--- start of INFORMATION PROVIDED ---

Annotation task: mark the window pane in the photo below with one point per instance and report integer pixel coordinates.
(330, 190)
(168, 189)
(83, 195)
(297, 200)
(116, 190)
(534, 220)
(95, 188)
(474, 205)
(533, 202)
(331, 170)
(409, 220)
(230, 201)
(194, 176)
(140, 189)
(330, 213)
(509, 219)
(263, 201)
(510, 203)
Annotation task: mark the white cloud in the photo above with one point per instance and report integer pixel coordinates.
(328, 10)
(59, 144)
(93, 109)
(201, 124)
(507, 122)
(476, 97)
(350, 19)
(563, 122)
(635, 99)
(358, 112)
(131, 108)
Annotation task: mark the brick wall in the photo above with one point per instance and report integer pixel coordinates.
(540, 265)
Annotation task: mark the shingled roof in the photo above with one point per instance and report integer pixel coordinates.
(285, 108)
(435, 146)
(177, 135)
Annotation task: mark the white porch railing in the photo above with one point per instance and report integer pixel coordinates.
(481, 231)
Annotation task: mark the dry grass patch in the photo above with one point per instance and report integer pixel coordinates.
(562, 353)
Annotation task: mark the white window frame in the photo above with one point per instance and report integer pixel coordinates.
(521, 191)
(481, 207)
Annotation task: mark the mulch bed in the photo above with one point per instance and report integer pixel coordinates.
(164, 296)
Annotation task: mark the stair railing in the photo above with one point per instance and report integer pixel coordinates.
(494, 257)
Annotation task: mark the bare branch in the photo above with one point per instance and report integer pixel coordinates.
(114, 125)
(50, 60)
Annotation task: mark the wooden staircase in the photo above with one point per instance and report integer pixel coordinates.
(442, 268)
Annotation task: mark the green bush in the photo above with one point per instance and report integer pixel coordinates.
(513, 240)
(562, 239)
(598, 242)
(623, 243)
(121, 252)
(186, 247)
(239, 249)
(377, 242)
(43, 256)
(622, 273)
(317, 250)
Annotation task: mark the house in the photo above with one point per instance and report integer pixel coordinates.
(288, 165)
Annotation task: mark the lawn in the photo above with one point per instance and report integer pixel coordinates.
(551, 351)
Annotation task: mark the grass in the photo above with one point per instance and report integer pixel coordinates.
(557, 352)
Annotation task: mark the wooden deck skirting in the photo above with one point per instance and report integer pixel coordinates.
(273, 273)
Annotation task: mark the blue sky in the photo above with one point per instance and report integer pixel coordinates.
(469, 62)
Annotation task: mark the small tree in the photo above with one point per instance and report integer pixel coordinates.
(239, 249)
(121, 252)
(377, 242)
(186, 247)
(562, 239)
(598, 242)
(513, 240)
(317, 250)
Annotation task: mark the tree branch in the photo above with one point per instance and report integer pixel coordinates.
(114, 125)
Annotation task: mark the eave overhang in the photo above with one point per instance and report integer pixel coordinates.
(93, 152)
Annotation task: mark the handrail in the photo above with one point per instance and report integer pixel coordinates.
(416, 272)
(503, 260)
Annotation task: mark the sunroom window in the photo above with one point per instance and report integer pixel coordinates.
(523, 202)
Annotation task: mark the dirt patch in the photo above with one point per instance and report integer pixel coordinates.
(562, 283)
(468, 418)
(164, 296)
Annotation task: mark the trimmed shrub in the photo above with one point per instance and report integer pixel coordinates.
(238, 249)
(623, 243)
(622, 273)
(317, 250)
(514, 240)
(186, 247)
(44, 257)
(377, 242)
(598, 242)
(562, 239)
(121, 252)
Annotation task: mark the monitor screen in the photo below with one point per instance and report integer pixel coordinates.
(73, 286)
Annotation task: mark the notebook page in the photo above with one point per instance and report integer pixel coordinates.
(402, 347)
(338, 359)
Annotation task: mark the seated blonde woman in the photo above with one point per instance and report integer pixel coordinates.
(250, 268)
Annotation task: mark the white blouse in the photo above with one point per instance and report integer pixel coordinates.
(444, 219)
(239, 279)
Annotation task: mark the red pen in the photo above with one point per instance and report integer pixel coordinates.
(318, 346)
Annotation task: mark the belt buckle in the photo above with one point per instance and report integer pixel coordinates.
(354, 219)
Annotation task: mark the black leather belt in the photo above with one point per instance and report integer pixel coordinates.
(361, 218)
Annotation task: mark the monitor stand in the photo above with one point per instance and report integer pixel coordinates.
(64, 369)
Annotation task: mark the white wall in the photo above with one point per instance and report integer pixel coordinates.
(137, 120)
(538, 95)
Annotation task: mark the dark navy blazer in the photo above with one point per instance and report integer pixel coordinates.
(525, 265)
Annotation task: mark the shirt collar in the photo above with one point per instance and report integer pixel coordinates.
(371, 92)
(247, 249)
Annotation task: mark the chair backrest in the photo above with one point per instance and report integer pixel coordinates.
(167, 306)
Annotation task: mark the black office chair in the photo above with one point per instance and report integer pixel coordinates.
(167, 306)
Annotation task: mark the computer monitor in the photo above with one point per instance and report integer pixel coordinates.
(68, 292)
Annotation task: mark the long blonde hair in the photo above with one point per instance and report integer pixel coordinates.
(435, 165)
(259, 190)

--- end of INFORMATION PROVIDED ---
--- start of INFORMATION PROVIDED ---

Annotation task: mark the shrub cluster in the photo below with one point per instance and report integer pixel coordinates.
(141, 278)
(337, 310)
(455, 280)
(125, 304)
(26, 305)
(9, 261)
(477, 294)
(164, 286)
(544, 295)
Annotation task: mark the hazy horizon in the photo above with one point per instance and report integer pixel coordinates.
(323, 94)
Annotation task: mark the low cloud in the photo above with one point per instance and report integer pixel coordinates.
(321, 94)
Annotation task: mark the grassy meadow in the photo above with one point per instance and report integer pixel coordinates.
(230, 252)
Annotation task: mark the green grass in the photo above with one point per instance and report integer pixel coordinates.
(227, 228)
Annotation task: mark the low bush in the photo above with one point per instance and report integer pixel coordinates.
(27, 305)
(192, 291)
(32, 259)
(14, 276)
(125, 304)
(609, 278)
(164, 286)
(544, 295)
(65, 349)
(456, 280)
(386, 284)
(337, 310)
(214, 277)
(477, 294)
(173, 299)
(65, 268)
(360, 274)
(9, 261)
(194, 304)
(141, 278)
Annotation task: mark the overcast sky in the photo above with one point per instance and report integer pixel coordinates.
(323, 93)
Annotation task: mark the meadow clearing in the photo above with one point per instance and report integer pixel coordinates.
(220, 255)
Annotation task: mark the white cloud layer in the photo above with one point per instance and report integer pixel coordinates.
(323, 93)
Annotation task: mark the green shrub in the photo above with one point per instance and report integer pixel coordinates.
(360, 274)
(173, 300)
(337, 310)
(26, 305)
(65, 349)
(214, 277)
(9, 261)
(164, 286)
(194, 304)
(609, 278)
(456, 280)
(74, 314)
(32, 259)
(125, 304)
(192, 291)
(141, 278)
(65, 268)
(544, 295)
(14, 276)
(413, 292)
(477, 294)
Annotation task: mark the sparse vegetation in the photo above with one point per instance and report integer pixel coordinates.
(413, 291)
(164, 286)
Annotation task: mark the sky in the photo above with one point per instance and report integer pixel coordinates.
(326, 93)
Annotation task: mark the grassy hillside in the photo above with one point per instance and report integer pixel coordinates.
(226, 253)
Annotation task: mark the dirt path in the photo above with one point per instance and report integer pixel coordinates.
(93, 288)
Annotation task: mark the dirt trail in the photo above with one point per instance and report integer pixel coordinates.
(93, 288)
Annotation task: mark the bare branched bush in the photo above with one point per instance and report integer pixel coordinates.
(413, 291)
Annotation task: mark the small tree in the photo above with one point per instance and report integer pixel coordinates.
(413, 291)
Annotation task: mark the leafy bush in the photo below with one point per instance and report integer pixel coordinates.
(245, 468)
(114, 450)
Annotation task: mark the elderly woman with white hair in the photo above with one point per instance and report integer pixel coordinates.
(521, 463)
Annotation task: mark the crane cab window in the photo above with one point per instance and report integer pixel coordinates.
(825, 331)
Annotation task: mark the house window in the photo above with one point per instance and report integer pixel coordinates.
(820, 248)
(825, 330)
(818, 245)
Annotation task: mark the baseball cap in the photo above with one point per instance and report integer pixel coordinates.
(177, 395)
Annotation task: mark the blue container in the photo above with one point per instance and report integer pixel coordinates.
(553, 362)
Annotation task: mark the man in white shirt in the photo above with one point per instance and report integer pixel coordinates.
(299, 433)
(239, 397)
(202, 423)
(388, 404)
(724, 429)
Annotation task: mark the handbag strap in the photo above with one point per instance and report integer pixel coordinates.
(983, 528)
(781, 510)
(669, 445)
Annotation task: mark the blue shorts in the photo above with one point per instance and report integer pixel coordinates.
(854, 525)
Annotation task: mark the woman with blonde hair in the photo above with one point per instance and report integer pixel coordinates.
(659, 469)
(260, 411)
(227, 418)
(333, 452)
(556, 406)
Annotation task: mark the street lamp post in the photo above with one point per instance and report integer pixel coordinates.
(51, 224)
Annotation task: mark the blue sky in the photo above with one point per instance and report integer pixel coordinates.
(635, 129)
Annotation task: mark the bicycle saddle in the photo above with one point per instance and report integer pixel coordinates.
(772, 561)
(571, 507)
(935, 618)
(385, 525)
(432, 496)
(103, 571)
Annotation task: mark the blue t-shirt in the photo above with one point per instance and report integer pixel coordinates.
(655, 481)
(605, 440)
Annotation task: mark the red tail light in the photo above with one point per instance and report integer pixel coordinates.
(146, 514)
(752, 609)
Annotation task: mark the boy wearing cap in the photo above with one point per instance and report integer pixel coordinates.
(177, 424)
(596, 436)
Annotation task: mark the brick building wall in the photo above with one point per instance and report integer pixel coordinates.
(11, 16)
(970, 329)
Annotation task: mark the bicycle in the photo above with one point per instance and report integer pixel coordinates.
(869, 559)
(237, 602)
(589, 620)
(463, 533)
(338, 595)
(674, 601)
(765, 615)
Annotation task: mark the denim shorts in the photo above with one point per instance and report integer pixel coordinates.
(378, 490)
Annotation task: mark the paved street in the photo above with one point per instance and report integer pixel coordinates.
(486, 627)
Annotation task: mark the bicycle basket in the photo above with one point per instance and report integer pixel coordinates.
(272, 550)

--- end of INFORMATION PROVIDED ---

Please return each line of the entries above that contains the word "street", copied in full.

Annotation task: mark the street lamp post in the photo above with one point per instance and report integer pixel coordinates.
Annotation task: mark the paved street in the photo above with one point per instance and report integer pixel coordinates.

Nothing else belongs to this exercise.